**EXERCISE OBJECTIVE:**
Copy word for word the passage of the news article about the court case that begins with "The distinction is" and ends with "life in prison.".

**SELECTED EXTRACT:**
◇ ◇ ◇ ◇
Judge To Decide Rape Case Court

September 09, 2009|By Andrea F. Siegel | Andrea F. Siegel,andrea.siegel@baltsun.com

Prosecutors and defense attorneys argued Tuesday over whether a 17-year-old who police say admitted raping a 7-year-old in his Crofton neighborhood March 20 should be tried as a juvenile or an adult.

The distinction is crucial for David B. Raszewski of the 1700 block of Granite Court, who was charged as an adult with second-degree rape, assault and related charges. If convicted as a juvenile, he could be held for treatment until he turns 21. If convicted as an adult, he could be sentenced to life in prison.

Citing public safety, Anne Arundel County prosecutors want him tried as an adult. Two psychologists and a county social worker have said his best chance to obtain treatment is through juvenile court.

Jennifer Beard of the Department of Juvenile Services told Anne Arundel Circuit Judge Philip T. Caroom on Tuesday that the teen could receive intensive therapy in a locked youth facility on the grounds of the former Hickey School.

"There is certainly a possibility that he may not cooperate with those services," said Assistant State's Attorney Sandra Howell.
◇ ◇ ◇ ◇
**Dataset records:**
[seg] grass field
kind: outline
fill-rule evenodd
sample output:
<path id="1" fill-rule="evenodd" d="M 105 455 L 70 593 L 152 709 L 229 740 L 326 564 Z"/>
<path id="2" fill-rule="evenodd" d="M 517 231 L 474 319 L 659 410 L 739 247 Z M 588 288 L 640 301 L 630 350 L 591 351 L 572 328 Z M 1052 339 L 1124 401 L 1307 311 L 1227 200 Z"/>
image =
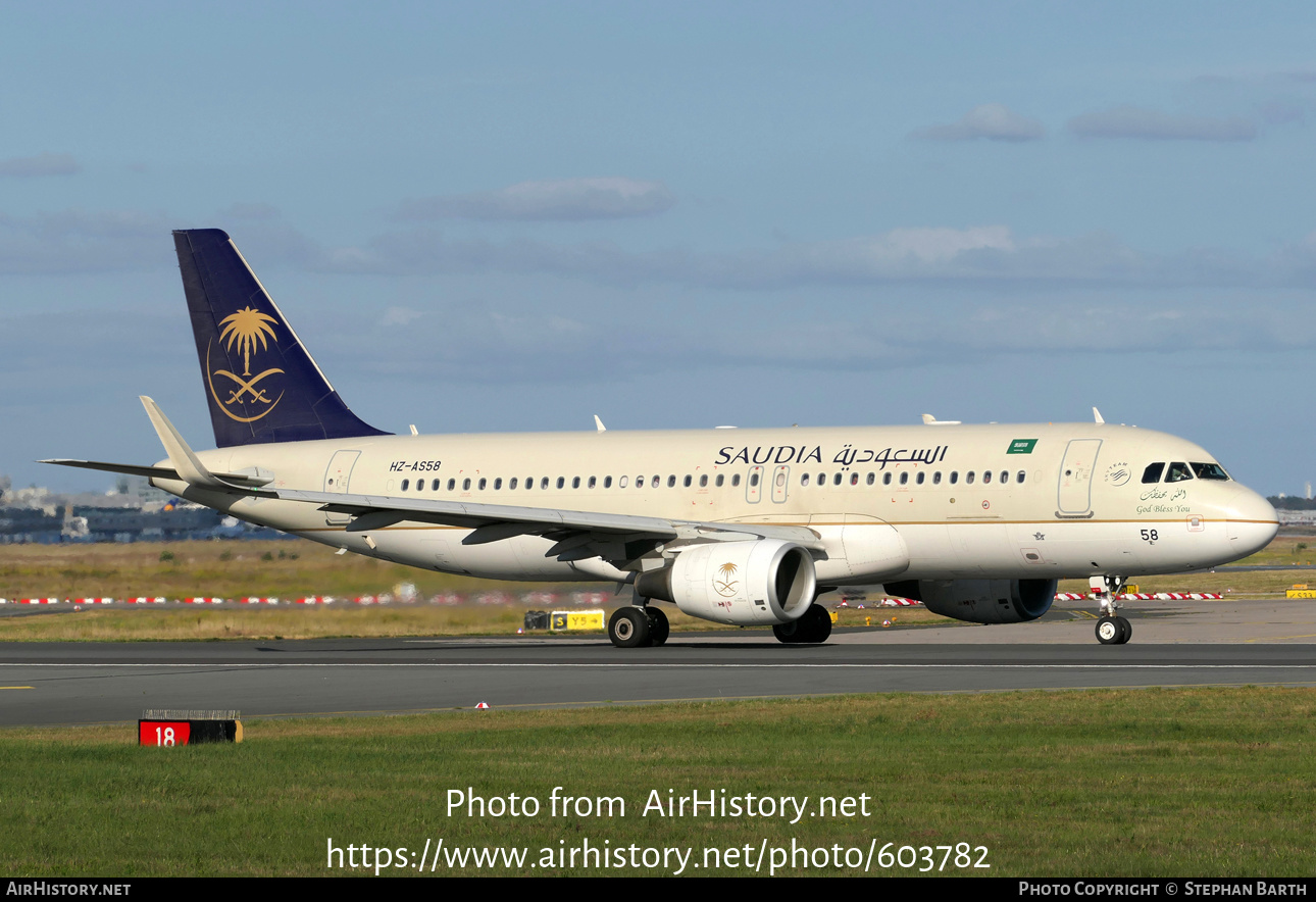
◇ ◇ ◇ ◇
**ANSWER SECTION:**
The distinction is crucial for David B. Raszewski of the 1700 block of Granite Court, who was charged as an adult with second-degree rape, assault and related charges. If convicted as a juvenile, he could be held for treatment until he turns 21. If convicted as an adult, he could be sentenced to life in prison.